Estimation of the variation of the ecological activity of ¹³¹I in the thyroid is described in detail elsewhere (Drozdovitch et al. 2013a). There were three sources of ¹³¹I intake by child:

• Mother’s breast milk for breastfed study subjects;

• Locally produced foodstuffs contaminated with ¹³¹I for a child who was not breastfed; and

• Both, mother’s breast milk and foodstuffs.

Subjects who were breastfed

Among the 656 subjects who were born between 26 April and 30 June 1986, 579 (88.3%) were breastfed. The variation with time of the ¹³¹I intake by the mother was estimated using the ecological model and the answers provided by the mother during the personal interview regarding her food consumptions during breastfeeding. Activity intake of ¹³¹I by infant was estimated using a transfer coefficient of 0.37 d L⁻¹ from mother’s intake to breast milk (Simon et al. 2002) and breast milk consumption rate by infant of 0.8 L d^-1.

Subjects who were not breastfed

If a child was not breastfed, the variation with time of the ¹³¹I intake by the child was estimated using the ecological model and the answers provided by the mother regarding consumptions by the child. The same approach was used for a child who consumed other foodstuffs in addition to breast milk.

The individual postnatal thyroid dose due to ¹³¹I intake to the subject was scaled in the same way as the prenatal dose using the scaling factor that depended on availability of direct thyroid measurement in his or her mother (See Fig. 2).

Thyroid doses due to external irradiation and ingestion of cesium isotopes

Our approach to estimating doses from external irradiation was based on the integration of the time-dependent dose rate in air per unit deposition of the radionuclide mix in the area(s) of residence, considering the shielding properties of the residential environment and the behavior of the person in the radiation field (Minenko et al. 2006). To estimate doses to the fetus, this model was adapted considering the data provided in ICPR Publication 116 (ICRP 2010). Information on the radionuclides deposited (Drozdovitch et al. 2013b, Khrushchinskii et al. 2014) in the area(s) of residence served as the basis for calculation of doses from external irradiation.

Exposure from ingestion of caesium isotopes (¹³⁴Cs and ¹³⁷Cs) was assessed using a semi-empirical approach (Minenko et al. 2006) based on the relation between environmental contamination (¹³⁷Cs deposition density and ¹³⁷Cs soil-to-milk transfer) and dose due to cesium ingestion derived from whole-body counter (WBC) measurements of cesium body burden. To reduce the uncertainty in the estimates of individual postnatal dose, results of 521 WBC measurements of ¹³⁷Cs body-burden obtained for 387 cohort members (13.1% of the total) were used. The results of individual WBC measurements for the cohort members were obtained through linkage of their information to a database of 9,605 WBC measurements carried out in 1987−1991 in Gomel and Mogilev Oblasts among children born in 1986−1987. Results of these measurements were used to calibrate model estimates of individual thyroid doses due to ingestion of Cs isotopes. By analogy with scaling factor for thyroid dose due to ¹³¹I intake (equations (2) and (3)), the scaling factor for thyroid dose due to ingestion of Cs isotopes was defined as:

$$S{F}^{Cs-137}=\frac{Q^{WBC,Cs-137,meas}\left(t_m\right)}{Q^{WBC,CS-137,calc}\left(t_m\right)},$$ (7)

EXTRACTED DATA:
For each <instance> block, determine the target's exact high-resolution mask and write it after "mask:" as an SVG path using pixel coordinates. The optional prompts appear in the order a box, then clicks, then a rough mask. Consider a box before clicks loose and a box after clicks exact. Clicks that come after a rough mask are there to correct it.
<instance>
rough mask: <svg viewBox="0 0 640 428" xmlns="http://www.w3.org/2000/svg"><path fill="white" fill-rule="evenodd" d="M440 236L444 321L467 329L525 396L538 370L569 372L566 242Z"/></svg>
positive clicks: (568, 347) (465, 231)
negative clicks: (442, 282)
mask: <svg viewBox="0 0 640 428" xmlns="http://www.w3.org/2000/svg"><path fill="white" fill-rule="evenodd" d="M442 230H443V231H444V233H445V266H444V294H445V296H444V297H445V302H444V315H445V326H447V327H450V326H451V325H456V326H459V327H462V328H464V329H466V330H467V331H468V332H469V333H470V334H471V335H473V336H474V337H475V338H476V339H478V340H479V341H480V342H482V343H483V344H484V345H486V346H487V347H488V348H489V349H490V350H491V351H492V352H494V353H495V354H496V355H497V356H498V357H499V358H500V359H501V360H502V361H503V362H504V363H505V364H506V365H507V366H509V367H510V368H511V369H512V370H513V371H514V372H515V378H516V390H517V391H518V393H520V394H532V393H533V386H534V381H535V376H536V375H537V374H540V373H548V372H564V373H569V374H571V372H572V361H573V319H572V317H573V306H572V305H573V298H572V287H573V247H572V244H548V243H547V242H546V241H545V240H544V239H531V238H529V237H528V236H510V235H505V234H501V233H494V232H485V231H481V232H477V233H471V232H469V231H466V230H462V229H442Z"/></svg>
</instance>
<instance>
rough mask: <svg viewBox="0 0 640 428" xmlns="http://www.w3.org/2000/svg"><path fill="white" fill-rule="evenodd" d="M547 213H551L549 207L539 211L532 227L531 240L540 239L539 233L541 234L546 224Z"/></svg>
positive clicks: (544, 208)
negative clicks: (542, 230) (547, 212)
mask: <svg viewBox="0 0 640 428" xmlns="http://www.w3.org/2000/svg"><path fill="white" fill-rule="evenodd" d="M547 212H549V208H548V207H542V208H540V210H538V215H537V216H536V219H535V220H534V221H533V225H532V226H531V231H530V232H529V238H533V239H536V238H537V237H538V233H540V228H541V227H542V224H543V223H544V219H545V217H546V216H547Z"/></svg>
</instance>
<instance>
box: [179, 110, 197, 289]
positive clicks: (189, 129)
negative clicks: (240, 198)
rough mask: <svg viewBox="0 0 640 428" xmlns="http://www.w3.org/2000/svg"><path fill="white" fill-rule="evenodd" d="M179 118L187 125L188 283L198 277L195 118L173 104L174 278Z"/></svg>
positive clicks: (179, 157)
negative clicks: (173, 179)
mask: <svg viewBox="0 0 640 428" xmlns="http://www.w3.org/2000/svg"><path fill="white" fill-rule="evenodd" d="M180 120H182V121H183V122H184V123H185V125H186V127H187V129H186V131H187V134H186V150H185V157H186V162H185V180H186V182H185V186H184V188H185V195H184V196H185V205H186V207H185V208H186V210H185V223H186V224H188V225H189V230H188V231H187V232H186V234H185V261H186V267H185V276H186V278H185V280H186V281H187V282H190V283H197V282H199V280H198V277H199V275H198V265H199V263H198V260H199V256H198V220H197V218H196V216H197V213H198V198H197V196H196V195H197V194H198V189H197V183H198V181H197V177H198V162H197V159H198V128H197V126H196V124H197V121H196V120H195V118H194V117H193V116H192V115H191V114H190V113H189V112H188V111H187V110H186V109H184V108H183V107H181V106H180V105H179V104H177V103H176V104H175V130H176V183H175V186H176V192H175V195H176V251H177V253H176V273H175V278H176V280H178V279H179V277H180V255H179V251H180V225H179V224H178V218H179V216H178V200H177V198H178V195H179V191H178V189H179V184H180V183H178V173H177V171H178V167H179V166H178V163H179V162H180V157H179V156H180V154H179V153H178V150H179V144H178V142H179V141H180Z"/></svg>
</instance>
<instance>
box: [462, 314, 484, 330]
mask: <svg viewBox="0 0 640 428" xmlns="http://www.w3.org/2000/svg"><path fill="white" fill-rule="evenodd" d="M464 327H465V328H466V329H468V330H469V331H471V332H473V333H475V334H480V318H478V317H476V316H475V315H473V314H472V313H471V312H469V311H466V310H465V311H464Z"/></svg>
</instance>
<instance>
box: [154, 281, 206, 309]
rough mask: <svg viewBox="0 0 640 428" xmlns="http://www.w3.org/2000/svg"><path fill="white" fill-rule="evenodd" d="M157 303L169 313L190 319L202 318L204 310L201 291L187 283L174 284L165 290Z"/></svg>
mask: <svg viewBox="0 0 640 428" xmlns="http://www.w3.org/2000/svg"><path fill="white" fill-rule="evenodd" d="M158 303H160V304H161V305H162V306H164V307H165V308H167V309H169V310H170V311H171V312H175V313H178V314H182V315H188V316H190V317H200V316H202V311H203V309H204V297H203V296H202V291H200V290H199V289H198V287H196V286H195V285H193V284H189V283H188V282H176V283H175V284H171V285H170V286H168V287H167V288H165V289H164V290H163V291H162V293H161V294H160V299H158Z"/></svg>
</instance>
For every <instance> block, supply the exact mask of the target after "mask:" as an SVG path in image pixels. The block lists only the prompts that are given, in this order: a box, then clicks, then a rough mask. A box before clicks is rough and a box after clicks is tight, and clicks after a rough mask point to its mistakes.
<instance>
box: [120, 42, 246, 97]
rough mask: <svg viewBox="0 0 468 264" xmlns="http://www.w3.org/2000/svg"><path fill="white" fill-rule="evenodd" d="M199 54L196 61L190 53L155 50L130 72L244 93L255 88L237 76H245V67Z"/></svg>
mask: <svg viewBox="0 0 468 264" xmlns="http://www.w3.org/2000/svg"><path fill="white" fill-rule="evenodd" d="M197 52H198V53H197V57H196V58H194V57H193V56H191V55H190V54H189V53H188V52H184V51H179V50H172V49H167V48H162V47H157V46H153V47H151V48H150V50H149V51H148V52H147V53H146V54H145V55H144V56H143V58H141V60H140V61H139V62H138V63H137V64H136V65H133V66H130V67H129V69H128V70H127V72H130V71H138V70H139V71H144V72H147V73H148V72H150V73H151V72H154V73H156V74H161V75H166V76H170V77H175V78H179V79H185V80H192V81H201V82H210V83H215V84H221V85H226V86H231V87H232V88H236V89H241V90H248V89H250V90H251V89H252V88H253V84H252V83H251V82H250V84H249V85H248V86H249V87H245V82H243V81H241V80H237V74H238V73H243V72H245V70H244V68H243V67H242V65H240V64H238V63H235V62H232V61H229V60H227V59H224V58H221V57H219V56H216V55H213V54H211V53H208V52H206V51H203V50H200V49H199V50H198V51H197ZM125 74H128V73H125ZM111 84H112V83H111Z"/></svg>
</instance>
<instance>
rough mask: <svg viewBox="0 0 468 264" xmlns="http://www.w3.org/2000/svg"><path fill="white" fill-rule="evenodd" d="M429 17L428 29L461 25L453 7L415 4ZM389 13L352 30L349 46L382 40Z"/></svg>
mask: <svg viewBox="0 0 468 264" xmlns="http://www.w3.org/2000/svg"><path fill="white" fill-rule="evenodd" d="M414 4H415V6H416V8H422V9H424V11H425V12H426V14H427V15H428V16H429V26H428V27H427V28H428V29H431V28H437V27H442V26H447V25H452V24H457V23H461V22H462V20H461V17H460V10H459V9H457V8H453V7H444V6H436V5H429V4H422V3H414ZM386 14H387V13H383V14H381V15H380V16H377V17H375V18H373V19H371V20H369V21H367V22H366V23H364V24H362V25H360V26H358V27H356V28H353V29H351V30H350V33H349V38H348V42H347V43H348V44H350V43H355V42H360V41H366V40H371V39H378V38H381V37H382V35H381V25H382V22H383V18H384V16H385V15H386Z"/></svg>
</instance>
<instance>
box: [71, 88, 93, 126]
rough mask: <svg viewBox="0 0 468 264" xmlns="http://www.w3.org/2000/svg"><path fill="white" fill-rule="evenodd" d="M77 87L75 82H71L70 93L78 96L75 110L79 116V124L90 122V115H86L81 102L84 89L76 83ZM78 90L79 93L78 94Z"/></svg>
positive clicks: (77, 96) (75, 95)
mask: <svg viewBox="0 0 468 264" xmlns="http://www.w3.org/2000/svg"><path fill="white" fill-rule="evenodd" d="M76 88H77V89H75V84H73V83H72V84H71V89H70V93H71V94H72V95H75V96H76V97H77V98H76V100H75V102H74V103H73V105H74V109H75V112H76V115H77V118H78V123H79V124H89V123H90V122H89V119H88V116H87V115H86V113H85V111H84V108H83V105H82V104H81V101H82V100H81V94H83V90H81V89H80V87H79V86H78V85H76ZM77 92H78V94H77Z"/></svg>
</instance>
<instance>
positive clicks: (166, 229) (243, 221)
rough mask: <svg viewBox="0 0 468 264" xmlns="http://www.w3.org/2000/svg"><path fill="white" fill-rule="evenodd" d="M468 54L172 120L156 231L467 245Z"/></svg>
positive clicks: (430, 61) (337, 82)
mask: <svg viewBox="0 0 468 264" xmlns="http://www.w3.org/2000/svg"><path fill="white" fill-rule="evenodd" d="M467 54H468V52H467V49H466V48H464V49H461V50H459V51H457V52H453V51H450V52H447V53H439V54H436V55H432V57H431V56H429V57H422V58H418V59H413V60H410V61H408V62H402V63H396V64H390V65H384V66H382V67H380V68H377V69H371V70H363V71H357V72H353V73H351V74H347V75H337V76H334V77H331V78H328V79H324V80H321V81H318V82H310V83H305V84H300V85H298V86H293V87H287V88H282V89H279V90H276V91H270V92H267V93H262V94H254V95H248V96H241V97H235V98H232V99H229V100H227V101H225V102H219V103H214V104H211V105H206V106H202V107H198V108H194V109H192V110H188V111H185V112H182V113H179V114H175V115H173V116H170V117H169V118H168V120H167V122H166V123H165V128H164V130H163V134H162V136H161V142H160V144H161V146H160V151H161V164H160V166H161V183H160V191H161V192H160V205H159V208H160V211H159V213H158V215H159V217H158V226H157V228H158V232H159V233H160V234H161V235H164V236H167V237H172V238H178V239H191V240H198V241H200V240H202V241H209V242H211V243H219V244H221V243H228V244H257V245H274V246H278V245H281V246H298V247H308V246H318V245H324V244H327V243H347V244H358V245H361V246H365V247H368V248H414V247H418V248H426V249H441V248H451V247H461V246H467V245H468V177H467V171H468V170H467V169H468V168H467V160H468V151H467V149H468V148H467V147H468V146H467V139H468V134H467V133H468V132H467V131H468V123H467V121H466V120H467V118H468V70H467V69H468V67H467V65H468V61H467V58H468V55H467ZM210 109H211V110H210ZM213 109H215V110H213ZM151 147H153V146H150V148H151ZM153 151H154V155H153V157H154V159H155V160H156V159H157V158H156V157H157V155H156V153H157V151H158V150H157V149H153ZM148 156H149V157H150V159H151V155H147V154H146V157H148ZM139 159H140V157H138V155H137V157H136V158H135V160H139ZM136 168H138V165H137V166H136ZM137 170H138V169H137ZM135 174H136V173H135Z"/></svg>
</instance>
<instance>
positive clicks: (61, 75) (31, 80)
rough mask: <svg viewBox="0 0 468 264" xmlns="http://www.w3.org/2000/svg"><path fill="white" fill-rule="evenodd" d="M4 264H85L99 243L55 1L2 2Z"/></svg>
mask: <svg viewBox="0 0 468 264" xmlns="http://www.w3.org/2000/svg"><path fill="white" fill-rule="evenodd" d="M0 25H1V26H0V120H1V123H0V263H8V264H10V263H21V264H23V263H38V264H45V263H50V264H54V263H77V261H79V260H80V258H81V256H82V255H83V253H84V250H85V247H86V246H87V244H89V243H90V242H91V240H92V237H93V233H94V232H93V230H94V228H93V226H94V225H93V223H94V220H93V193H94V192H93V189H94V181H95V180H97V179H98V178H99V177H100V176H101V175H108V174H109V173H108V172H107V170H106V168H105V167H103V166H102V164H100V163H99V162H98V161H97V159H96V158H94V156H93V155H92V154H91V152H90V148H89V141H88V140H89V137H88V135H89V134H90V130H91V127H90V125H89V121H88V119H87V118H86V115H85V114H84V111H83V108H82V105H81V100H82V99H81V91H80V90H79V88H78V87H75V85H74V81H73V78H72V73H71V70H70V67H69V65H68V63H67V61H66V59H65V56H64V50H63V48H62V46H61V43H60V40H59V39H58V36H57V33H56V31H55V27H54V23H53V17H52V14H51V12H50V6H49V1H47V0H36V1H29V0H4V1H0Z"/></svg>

COMPLETE THE FOLLOWING:
1 - From the passage on thyroid dose estimation, list every distinct literature reference cited in parentheses, giving each only once.
2 - Carry on the passage on thyroid dose estimation from the point where it stops, after equation (7).
None of the records is needed for this work.

ANSWERS FOR THE EXERCISE:
1 -
Drozdovitch et al. 2013a
Simon et al. 2002
Minenko et al. 2006
ICRP 2010
Drozdovitch et al. 2013b
Khrushchinskii et al. 2014

2 -
where SF^Cs−137 is individual scaling factor derived from measured and calculated ¹³⁷Cs body-burden in subject (unitless); Q^{WBC,Cs−137,meas}(t_m) is the measured ¹³⁷Cs body-burden in subject (kBq); Q^{WBC,Cs−137,calc}(t_m) is the calculated ¹³⁷Cs body-burden measured in subject at the time of WBC measurement, t_m (kBq).

RESULTS

Personal interview

The questionnaires that were completed for all 2,965 cohort members included about 321,282 answers with information required for dose calculation. Some of the mothers had difficulties answering about the foodstuff consumption or the dates of moving between locations of residence and changing of dietary habits. There were 10,287 answers (1.6% of the total) that were either devoid of information, for example, “I do not remember” or “I do not know” or fuzzy, for example, when respondents were not able to provide the exact date of relocation, stable iodine administration, or change of consumption habits. The majority of imprecise answers (n=7,465; 72.6% of 10,287) related to dates. Imputation of imprecise answers for dose calculation was done according to the rules described in (Drozdovitch et al. 2013a).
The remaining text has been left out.